**Data for processing**
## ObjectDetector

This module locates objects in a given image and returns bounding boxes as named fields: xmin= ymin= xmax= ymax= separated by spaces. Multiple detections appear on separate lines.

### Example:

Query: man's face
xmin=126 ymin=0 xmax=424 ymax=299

**What the task requires**
Please turn the rows above into a Markdown table with the columns No. and Line, giving each non-blank line its own number and leaving out the blank lines.

**Written solution**
| No. | Line |
|---|---|
| 1 | ## ObjectDetector |
| 2 | This module locates objects in a given image and returns bounding boxes as named fields: xmin= ymin= xmax= ymax= separated by spaces. Multiple detections appear on separate lines. |
| 3 | ### Example: |
| 4 | Query: man's face |
| 5 | xmin=126 ymin=0 xmax=424 ymax=299 |